**YOUR OBJECTIVE**
What is needed is an exact repeat of the lines from the line containing "of the water" through the final line of the entries below, and nothing else.

===== EXERCISE INPUTS

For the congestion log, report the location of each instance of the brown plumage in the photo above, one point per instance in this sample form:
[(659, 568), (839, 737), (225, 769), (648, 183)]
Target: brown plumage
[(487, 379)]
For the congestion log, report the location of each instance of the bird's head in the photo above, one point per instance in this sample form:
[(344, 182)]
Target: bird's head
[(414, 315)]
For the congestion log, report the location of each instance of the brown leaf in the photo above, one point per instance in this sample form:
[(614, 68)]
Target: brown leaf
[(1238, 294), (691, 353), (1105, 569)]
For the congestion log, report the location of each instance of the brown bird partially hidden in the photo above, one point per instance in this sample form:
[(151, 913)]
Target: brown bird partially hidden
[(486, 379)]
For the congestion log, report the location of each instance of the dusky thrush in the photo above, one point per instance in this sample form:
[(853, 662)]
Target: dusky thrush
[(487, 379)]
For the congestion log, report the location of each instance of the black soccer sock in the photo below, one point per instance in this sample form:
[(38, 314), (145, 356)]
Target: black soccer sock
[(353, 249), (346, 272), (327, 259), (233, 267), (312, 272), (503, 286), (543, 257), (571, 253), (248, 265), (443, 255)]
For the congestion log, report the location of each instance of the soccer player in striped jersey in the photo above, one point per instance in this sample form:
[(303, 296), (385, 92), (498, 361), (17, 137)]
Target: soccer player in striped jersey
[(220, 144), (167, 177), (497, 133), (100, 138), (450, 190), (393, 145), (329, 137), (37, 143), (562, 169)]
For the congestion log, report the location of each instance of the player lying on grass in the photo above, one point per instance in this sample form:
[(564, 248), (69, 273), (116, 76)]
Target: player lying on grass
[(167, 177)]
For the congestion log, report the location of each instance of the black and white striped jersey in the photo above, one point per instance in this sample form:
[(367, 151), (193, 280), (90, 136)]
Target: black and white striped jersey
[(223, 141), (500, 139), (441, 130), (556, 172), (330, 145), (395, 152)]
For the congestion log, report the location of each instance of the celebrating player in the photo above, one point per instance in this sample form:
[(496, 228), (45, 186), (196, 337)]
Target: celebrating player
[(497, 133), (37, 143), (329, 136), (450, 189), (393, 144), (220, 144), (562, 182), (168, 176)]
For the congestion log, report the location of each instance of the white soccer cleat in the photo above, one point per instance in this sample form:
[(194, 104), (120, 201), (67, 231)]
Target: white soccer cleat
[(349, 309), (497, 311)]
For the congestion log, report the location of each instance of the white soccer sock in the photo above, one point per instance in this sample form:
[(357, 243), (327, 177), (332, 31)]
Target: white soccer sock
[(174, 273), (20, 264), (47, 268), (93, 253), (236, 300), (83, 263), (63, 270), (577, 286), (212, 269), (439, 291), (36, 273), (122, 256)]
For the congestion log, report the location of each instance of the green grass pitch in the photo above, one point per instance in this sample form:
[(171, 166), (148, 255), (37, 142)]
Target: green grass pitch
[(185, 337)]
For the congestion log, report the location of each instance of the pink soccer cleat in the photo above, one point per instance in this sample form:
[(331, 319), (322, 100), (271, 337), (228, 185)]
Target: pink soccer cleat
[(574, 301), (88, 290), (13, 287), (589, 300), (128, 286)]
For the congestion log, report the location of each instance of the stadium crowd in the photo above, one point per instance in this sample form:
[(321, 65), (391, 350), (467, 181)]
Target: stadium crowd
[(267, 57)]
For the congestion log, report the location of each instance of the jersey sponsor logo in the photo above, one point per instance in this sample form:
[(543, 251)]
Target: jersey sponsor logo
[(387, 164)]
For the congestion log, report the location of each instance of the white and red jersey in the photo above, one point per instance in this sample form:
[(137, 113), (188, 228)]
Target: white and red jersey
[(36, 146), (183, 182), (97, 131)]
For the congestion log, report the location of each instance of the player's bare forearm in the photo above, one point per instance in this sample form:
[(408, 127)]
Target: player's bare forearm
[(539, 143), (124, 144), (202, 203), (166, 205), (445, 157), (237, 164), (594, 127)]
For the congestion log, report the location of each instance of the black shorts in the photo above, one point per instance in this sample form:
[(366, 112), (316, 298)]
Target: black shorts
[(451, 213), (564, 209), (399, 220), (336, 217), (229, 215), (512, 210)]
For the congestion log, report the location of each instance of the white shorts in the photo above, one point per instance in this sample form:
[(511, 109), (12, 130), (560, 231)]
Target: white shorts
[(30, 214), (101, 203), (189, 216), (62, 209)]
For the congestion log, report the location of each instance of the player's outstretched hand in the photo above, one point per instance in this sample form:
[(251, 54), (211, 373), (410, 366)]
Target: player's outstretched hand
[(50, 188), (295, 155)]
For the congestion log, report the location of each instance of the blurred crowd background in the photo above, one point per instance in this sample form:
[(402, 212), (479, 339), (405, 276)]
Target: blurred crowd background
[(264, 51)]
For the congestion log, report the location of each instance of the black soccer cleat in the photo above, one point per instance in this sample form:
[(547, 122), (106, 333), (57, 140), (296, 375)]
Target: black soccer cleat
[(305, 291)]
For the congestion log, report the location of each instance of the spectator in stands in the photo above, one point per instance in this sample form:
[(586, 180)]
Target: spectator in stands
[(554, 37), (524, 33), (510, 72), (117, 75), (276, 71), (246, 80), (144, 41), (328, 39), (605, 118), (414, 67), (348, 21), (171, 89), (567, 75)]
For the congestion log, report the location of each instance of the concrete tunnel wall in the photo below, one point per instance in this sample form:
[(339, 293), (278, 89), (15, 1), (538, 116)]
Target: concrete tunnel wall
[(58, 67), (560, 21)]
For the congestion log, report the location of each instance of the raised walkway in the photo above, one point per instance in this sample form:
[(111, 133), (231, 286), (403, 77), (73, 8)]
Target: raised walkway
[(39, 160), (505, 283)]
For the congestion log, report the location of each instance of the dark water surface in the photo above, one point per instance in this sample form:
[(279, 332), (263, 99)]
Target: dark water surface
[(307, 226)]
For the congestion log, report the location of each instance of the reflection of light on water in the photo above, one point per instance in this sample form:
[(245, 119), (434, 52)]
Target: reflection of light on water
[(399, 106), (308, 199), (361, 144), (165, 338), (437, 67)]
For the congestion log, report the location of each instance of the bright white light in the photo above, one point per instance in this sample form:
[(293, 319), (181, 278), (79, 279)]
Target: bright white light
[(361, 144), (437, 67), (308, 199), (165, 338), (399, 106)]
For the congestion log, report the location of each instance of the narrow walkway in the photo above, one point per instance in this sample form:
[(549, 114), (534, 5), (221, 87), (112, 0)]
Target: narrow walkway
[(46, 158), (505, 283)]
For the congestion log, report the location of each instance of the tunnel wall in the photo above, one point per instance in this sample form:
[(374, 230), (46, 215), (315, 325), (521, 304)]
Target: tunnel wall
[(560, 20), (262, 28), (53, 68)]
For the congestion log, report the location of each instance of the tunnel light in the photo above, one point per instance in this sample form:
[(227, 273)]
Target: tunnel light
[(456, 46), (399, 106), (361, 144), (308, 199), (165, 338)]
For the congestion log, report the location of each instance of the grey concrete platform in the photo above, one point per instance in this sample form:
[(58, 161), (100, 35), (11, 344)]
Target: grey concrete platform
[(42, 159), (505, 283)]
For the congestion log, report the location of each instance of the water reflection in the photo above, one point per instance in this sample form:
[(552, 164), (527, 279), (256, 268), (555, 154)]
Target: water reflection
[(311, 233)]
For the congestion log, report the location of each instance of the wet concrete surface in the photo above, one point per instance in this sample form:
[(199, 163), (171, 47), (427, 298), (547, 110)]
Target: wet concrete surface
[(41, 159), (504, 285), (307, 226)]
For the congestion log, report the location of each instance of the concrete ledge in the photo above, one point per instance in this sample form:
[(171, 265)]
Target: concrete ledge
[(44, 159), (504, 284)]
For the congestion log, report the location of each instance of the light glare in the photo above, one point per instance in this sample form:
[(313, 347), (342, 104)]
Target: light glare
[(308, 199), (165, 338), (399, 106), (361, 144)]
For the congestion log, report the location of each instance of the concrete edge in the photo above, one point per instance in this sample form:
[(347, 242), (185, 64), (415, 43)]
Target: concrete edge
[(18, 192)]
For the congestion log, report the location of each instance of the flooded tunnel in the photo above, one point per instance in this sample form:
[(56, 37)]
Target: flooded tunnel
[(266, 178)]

==========

**IN RESPONSE**
For the congestion log, report the location of each instance of the water reflection in the photo above, one point per instance in this sample form:
[(552, 164), (527, 279), (256, 268), (555, 154)]
Target: water reflection
[(311, 233)]
For the congestion log, report the location of each instance of the wet concrete surface in the photo above, one point per instance in this sample form:
[(199, 163), (171, 47), (427, 298), (547, 110)]
Target: wet concrete surface
[(41, 159), (504, 285), (307, 226)]
For the congestion log, report the location of each instance of the concrete ledge in the photo above, one point per instance in this sample form:
[(171, 265)]
Target: concrete ledge
[(44, 159), (504, 284)]
For the congestion log, report the location of each instance of the light glare in the photo above, one point per instance in this sample form:
[(313, 347), (342, 104)]
Target: light glare
[(308, 199), (165, 338), (399, 106), (361, 144)]
For the congestion log, report the location of each instance of the concrete edge in the photo above, one point per instance in this sample form:
[(347, 242), (185, 64), (415, 43)]
Target: concrete edge
[(18, 192)]
For the congestion log, report the location of each instance of the flooded tunnel in the photo above, one point per instance in this sample form:
[(56, 37)]
Target: flooded tunnel
[(266, 178)]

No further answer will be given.